> **WRITTEN REQUEST A**
Transcribe everything from "The question is: What" down to "other wealthy donors." in the interview with Elizabeth Warren.

> **SELECTED TEXT**
The Massachusetts senators say the party can learn from its winning candidates in New York City and New Jersey.

Elizabeth Warren speaking to reporters on Capitol Hill
Al Drago/Bloomberg via Getty Images
Elizabeth Warren speaking to reporters on Capitol Hill

This is a lightly edited transcript of the January edition of Right Now With Perry Bacon. You can watch the video here or by following this show on YouTube or Substack.

Perry Bacon: I’m the host, Perry Bacon. I’m honored to be joined by one of the guests we’ve been trying to book since the moment we started doing this show in August. A great politician, a great leader. I always look forward to hearing what she has to say. Senator Warren, welcome. Thanks for joining us.

Elizabeth Warren: Thank you. It good to be with you.

Bacon: You gave a big speech yesterday about the Democratic Party, about where you want it to go, and you used two terms that I want you to define and talk about. The first was the phrase big tent. You defined big tent in a particular way. You said you want to see the party as a big tent, but you were wary of a certain kind of big tent.

So tell people who didn’t see the speech about your two views of a big tent, and what kind of big tent you want to see for the party.

Warren: So remember that the kind of underlying thread of this whole speech is about how we win and about the importance of talking about where families are economically right now, the economic pressure that families are under.

The question is: What does a big tent look like? And there are folks within the Democratic Party who think that the big tent means that we put together kind of our economic plans and proposals with a very careful eye on the billionaires and other wealthy donors.

> **INPUT**
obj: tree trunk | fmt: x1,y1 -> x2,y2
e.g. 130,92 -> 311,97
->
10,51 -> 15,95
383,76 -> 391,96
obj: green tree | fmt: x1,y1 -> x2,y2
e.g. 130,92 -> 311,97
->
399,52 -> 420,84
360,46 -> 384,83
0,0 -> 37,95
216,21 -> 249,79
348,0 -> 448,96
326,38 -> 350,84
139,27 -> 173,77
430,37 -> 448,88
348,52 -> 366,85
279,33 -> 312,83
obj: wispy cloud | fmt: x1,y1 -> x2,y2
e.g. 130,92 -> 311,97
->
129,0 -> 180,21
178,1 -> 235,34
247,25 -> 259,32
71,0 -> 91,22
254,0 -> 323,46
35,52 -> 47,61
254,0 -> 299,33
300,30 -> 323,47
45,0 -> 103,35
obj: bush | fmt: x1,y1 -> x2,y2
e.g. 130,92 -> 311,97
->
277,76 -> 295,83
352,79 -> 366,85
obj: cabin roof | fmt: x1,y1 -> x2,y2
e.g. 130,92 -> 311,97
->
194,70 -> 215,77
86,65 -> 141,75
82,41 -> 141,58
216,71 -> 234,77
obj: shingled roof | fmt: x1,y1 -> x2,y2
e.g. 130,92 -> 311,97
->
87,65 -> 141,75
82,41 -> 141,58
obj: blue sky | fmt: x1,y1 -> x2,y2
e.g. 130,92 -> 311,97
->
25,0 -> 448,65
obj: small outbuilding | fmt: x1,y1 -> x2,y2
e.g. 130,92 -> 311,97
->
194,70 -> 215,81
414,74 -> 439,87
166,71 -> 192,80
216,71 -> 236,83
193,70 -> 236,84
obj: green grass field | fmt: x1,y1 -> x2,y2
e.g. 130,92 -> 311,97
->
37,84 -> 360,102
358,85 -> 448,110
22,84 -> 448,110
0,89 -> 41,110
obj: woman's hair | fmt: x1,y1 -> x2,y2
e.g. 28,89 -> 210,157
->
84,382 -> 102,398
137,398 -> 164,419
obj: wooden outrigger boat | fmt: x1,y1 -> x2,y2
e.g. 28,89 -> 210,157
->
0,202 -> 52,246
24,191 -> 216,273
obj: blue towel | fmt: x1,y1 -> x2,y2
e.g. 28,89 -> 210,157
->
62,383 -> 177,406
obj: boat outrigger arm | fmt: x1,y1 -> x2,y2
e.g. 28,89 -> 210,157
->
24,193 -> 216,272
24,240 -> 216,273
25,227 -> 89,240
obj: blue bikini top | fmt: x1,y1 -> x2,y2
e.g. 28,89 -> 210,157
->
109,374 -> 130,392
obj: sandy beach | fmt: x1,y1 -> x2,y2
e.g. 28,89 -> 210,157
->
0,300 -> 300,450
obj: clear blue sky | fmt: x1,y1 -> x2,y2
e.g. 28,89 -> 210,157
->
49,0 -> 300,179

> **WRITTEN REQUEST B**
Switch "green grass field" to "grassy meadow" in the records, from the line containing "obj: green grass field | fmt: x1,y1 -> x2,y2" down to the line containing "137,398 -> 164,419". Include both of those lines, return only that range, and leave everything else unchanged.

> **COMPLETE RESPONSE A**
The question is: What does a big tent look like? And there are folks within the Democratic Party who think that the big tent means that we put together kind of our economic plans and proposals with a very careful eye on the billionaires and other wealthy donors.

> **COMPLETE RESPONSE B**
obj: grassy meadow | fmt: x1,y1 -> x2,y2
e.g. 130,92 -> 311,97
->
37,84 -> 360,102
358,85 -> 448,110
22,84 -> 448,110
0,89 -> 41,110
obj: woman's hair | fmt: x1,y1 -> x2,y2
e.g. 28,89 -> 210,157
->
84,382 -> 102,398
137,398 -> 164,419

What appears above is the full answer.